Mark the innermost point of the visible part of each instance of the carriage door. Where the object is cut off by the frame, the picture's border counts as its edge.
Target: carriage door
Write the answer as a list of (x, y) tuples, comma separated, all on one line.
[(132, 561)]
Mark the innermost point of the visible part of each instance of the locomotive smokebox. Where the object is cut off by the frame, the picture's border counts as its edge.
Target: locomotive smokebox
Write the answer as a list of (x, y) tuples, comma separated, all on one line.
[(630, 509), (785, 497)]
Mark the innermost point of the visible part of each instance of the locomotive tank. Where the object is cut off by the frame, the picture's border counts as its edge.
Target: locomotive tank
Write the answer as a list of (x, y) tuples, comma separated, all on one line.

» ACTIVITY:
Every line of the material above must be set down again exactly.

» SOLUTION TO THE EXERCISE:
Mark the innermost point of the visible part of each instance of the carriage door. Where the object is cut off by the frame, the picture's border counts as its edge.
Target: carriage door
Write the answer as a list of (x, y) tuples, comma separated, all on one line.
[(132, 561)]
Mark the innermost point of the visible part of each instance of the locomotive smokebox. Where the object is cut off by the frame, the picture's border counts as its edge.
Target: locomotive smokebox
Write the answer as a list of (x, y) tuples, comma separated, all on one line.
[(630, 509), (785, 497)]
Mark the innermost point of the visible part of each instance of the locomotive tank. Where the object is cut off by the frame, the picture's border counts as its edge.
Target: locomotive tank
Write the answer as a list of (x, y) tuples, comma separated, all on one line.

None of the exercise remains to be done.